→ Problem
Every line of the entries that holds the word "task" is to be copied.

Dataset entries
Content starts

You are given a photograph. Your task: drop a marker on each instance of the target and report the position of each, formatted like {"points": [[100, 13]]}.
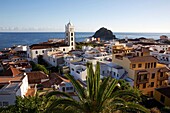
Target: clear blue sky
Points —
{"points": [[86, 15]]}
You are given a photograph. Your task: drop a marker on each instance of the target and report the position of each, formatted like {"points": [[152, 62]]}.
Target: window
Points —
{"points": [[151, 93], [160, 83], [148, 65], [162, 99], [151, 64], [137, 54], [154, 64], [72, 34], [161, 74], [133, 65], [153, 75], [139, 65], [144, 85], [5, 103], [145, 65], [152, 84]]}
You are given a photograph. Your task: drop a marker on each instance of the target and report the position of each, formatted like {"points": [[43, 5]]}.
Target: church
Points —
{"points": [[64, 45]]}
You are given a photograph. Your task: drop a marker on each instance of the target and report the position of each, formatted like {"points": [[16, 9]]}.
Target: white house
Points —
{"points": [[78, 70], [69, 44], [10, 87], [20, 48], [54, 57], [113, 70], [161, 47], [162, 57]]}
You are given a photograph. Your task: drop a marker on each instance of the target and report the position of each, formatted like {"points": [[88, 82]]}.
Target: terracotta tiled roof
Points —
{"points": [[36, 75], [7, 79], [11, 71], [30, 92], [165, 91], [143, 59]]}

Content ends

→ Solution
You are given a photograph. Your task: drop a marker on each instance of the target and report the position of each, formatted like {"points": [[100, 13]]}.
You are given a photograph. Your task: drop a marker on each instance of the target and report the position of each, formatted like {"points": [[152, 62]]}.
You are given a photograph. Your task: drop a marker on each instance of the target and report the position of each, formatted like {"points": [[43, 5]]}.
You are given a photograph. Your task: drop a marker on each instance of the target and report the position of each, formatted like {"points": [[16, 9]]}.
You are given a photograph. Your task: drop a marker on each instance of the target and report the position of each, formatted like {"points": [[88, 82]]}.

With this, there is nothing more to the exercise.